Also are Tanya's moms flirting? Cus it feels like they are.
 
Well, this has been eventful for Tanya. Kinda feel antsy about the upcoming reincarnation reveal as I'm not really a fan of that sort of subplot but I suppose it's different here as Visha has reincarnated once with Tanya and several others are maybe hinting at knowing her past. Either way, I feel like VB is sorta being a brat with that last scene and really would like to see Tanya assert herself over her Vs.

Also are Tanya's moms flirting? Cus it feels like they are.

Yeah Visha is right there so it's not totally something that Tauria can put in her past. And it is something that other beings are aware of (though the Railroad lady may just know because it was railway related) And well, Tuaira did assert herself in that end scene by booping VB's nose.

There was a bit of flirting. but more because they've gotten comfortable with each other.

Thanks for the chapter.

My pleasure! Thanks for reading!

If Tauria is going to tell her Vs about her past lives, I feel she should also tell her mothers.

## Exercise details
In the comment thread, what reason does the reply give for the bit of flirting between the moms?

## Source information
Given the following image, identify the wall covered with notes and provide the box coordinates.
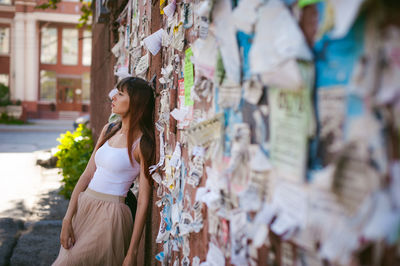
[102,0,400,266]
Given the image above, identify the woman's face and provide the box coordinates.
[111,89,129,117]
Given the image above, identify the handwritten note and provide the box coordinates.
[184,47,193,106]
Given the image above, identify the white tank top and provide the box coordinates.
[88,138,140,197]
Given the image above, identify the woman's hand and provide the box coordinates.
[122,254,137,266]
[60,220,75,249]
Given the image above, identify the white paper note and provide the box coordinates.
[143,29,164,55]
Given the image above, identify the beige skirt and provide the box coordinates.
[53,189,133,266]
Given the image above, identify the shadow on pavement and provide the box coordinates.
[0,188,68,266]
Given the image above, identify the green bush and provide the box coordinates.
[55,124,94,199]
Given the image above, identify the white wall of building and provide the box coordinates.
[10,12,80,101]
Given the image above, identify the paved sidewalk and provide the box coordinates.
[0,120,73,266]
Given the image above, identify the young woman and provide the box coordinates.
[53,77,155,266]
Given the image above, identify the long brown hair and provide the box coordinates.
[100,77,155,180]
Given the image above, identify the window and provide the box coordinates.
[82,30,92,66]
[0,27,10,54]
[40,70,57,101]
[0,74,8,86]
[61,29,78,65]
[82,72,90,102]
[0,0,11,5]
[40,28,57,64]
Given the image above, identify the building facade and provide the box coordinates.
[0,0,92,119]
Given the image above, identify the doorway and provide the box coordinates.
[57,77,82,112]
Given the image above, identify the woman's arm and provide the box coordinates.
[63,124,108,222]
[127,145,151,264]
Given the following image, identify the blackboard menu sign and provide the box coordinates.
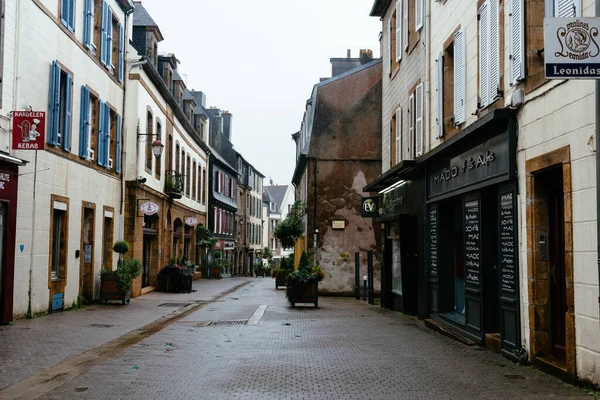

## Solved problem
They've gotten comfortable with each other.